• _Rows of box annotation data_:
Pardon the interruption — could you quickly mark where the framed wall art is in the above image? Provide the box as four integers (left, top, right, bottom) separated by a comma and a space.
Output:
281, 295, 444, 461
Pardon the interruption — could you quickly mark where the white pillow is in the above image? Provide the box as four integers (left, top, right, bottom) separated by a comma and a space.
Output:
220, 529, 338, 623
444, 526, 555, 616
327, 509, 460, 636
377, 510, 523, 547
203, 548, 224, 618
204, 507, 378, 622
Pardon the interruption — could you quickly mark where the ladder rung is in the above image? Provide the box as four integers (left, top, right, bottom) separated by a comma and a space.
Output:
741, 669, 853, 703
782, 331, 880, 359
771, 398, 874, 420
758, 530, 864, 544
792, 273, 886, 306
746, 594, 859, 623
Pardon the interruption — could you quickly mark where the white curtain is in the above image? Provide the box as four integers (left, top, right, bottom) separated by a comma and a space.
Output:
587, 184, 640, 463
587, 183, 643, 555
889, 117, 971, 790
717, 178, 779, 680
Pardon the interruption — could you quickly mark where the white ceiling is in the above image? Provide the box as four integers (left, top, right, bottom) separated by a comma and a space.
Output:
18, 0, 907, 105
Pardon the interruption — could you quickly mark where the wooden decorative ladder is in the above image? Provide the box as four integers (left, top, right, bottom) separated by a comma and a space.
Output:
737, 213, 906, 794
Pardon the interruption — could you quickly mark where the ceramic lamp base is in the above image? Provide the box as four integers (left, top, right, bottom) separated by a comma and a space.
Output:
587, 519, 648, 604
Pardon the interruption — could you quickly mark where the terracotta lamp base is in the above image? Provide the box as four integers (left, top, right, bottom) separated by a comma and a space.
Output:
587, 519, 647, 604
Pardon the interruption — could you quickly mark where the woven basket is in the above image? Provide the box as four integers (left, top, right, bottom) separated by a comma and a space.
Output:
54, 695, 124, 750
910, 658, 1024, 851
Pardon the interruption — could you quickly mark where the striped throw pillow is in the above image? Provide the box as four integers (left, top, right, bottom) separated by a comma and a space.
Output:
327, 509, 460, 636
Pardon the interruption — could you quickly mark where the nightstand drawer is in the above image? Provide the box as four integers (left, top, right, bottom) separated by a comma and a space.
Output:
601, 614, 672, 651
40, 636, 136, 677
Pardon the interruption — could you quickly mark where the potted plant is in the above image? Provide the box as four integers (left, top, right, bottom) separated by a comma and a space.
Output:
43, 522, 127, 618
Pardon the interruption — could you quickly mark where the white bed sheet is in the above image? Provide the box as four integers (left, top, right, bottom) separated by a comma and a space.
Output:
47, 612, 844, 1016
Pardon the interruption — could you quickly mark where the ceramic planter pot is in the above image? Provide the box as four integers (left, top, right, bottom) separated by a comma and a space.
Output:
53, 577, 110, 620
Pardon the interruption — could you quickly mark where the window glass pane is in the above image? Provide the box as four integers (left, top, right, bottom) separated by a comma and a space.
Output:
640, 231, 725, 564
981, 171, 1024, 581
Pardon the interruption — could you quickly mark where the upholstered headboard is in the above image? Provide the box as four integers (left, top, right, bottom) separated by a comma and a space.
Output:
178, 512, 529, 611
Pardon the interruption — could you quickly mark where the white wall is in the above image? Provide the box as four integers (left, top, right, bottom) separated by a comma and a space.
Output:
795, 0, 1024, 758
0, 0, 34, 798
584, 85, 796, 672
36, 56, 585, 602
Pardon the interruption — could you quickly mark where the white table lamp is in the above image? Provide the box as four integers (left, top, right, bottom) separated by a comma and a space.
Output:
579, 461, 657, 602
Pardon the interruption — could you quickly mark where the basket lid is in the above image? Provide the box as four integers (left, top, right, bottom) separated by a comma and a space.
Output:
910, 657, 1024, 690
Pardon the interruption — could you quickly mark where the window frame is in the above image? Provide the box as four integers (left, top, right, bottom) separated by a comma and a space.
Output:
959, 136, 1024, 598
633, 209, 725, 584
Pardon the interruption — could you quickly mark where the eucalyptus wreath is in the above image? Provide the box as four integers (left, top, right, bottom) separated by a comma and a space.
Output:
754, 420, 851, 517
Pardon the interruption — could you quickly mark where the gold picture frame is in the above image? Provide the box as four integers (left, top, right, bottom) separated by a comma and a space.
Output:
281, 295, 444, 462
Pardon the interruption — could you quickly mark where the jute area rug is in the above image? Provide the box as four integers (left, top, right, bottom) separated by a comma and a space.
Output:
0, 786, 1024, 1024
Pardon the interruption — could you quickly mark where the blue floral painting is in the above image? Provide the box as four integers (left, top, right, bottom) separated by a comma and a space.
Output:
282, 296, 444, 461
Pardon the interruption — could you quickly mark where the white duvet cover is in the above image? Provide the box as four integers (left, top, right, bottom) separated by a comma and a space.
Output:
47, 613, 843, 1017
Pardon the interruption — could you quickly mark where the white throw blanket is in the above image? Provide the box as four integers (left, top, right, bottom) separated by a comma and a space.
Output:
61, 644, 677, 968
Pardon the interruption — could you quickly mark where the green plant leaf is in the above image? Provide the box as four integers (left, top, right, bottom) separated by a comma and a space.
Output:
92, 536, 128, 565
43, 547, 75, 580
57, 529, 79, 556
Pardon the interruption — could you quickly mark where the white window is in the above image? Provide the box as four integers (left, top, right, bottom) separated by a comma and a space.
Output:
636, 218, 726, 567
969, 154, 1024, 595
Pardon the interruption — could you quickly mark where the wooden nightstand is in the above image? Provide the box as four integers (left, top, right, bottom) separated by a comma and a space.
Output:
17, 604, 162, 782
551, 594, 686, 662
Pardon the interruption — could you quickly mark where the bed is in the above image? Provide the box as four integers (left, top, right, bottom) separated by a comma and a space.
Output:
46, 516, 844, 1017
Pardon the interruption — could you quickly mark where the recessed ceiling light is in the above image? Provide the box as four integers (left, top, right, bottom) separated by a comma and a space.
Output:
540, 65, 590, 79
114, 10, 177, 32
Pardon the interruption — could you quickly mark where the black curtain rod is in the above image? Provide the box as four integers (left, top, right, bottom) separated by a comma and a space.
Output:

• _What is being asked_: Reproduce every row above verbatim, leaving each line unchanged.

• _Task answer_:
Pardon the interruption — could you quickly mark where the framed wall art is in the above image? Provide the box as four integers (left, top, right, bottom) separated by a comma and a space.
Output:
281, 295, 444, 461
Pardon the interruption — could you quickly mark where the white pillow is in the above image? Provide the box as four integers (left, top, right, bottom) separated by a comma and a space.
Output:
220, 529, 338, 623
444, 526, 555, 616
327, 509, 460, 636
377, 510, 523, 547
203, 548, 224, 618
204, 507, 378, 622
Pardon the interruption — could you quickly mark where the ladder rung is in the above image? Provide the box as four integers (left, top, right, bottom) separated by a comma and a space.
Output:
741, 669, 853, 703
782, 331, 880, 359
771, 398, 874, 420
758, 530, 864, 544
792, 273, 886, 306
746, 594, 859, 623
Pardon the interruption — could you quickly mark where the white curtain is in the above image? Provide the box as four integers (left, top, right, bottom) separated by a comma and a space.
Output:
587, 184, 640, 463
587, 183, 643, 555
889, 117, 971, 790
717, 178, 779, 680
Pardon the interruption — could you quickly mark where the white ceiling is in the above image? Provide the box as four integers (left, top, right, bottom) separated by a comma and a space.
Output:
18, 0, 907, 105
Pardon the interruption — could you quickly mark where the wooden decorative ladder is in the above image? Provide the box as four integers (left, top, right, bottom) separated by a comma and a space.
Output:
737, 213, 906, 794
Pardon the interruption — could you quickly mark where the ceramic lamp base is in the above image? Provide the box as four integers (left, top, right, bottom) separated by a comma and a space.
Output:
587, 519, 648, 604
Pardon the interruption — could you quickly mark where the terracotta lamp base is in the above image? Provide the box as four integers (left, top, right, bottom) separated by a comma and a space.
Output:
587, 519, 647, 604
Pardon the interruption — could you quickly mark where the woven basket is in the above image? Provide the box as four integers (left, top, right, bottom) separated by a comma and a space.
Output:
54, 695, 124, 750
910, 658, 1024, 851
Pardon the interruption — could you quickly mark where the striped throw pillow is in the above image? Provide the box as four integers (left, top, right, bottom) separated by a comma and a space.
Output:
327, 509, 460, 636
Pardon the interruption — could you quickly mark where the nightstand drawer is in the above image? Provide the box as four integers (left, top, right, bottom) separated by a comma and a space.
Output:
601, 614, 672, 651
40, 636, 136, 677
Pardon the interruption — could you quickly mark where the potted plant is in the above image? Provide the box as four integers (left, top, right, bottom) separated by a comma and a space.
Output:
43, 522, 127, 618
Pardon the interruption — could you quickly mark where the white bed sheet is in the above image? Provide the box as four integers (left, top, right, bottom) separated by a comma and a space.
Output:
47, 612, 844, 1016
Pardon the interruption — could you quickly mark where the ceramic planter pot is in the above image? Provide the box as four integers (left, top, right, bottom) separated by a comma and a space.
Output:
53, 577, 110, 620
Pardon the interruption — could you quickly mark where the window glass pane is in the above image? Provide the box as four integers (left, top, right, bottom) separated by a comma and a space.
Output:
640, 231, 725, 564
981, 171, 1024, 581
Pardon the interruption — could you quickly mark where the upholstered headboard is in the above image? Provide the box as four integers (left, top, right, bottom) separated by a comma and a space.
Output:
178, 512, 529, 611
Pardon the interruption — could you quickly mark where the white wall is in the above image? Provide the box as four integers (left, top, right, bottom) separated by a comma and a space.
Output:
795, 0, 1024, 758
0, 0, 34, 798
584, 85, 796, 672
36, 56, 585, 602
Pardon the interruption — could you quickly mark where the white table lamp is in the above image? Provide the box as four integers (left, top, right, bottom) separated by a comma and a space.
Output:
579, 461, 657, 602
Pardon the interruption — could you quickly mark where the basket lid is in the above image? Provide the box as four integers (left, top, right, bottom) separated by a comma and a space.
Output:
910, 657, 1024, 690
Pardon the interruption — could you quickly mark where the window frame is in the above image? Provide the box as four integers (left, top, right, bottom) separated by a comma and a space.
Output:
959, 136, 1024, 598
633, 209, 725, 584
Pardon the interruption — could you quickly mark where the eucalyptus wreath is in the above image? Provide the box as four integers (left, top, right, bottom) separated by a comma and a space.
Output:
754, 420, 851, 517
Pardon the interruption — could you quickly mark where the gold picture frame is in the above image? Provide the box as four integers (left, top, right, bottom) separated by a comma and a space.
Output:
281, 295, 444, 462
Pardon the interruption — could you quickly mark where the jute area rug is in the above image? Provide the box as four integers (left, top, right, bottom) separated by a comma and a space.
Output:
0, 786, 1024, 1024
Pardon the interruption — could you quickly mark where the blue floral painting is in the above image? Provide the box as four integers (left, top, right, bottom) separated by a comma and a space.
Output:
282, 296, 444, 461
Pardon the interruption — could you quickly mark where the white duvet cover is in the above image? Provide the box as four integers (left, top, right, bottom) separated by a comma and a space.
Output:
47, 613, 843, 1017
Pardon the interruption — could you quickly mark where the white throw blanket is in the above image? Provide the box as four integers (left, top, right, bottom) separated by a comma and a space.
Output:
61, 644, 677, 968
Pardon the interruption — could you quickly mark where the green plant leaf is in the above image? Provide the box as four integers (left, top, right, bottom) separated by a comma and a space.
Output:
92, 536, 128, 565
43, 547, 75, 580
57, 529, 79, 556
Pardon the interruption — could you quickly mark where the white window is in the above image? Provide the box as four integers (left, top, right, bottom) separated by a comma and a space.
Output:
636, 218, 726, 567
969, 154, 1024, 595
Pardon the interruption — could you quickly mark where the wooden nightstand is in the above image? Provide the box as four integers (left, top, right, bottom) separated by a comma and a space.
Output:
17, 604, 162, 782
551, 594, 686, 662
Pardon the interruption — could you quickly mark where the bed is in the above image? Provide the box as four integers (left, top, right, bottom) separated by a comma and a space.
Output:
46, 516, 844, 1017
Pardon the interruption — could you quickly mark where the recessed ceiling light is in the above image? Provide the box as four integers (left, top, right, bottom) separated by a comma and a space.
Output:
540, 65, 590, 79
114, 10, 177, 32
Pardon the interruption — could you quickly mark where the black curtain rod is in the above image? Provide the box as four integers (left, top, right, bottom) separated by a comma and a space.
Output:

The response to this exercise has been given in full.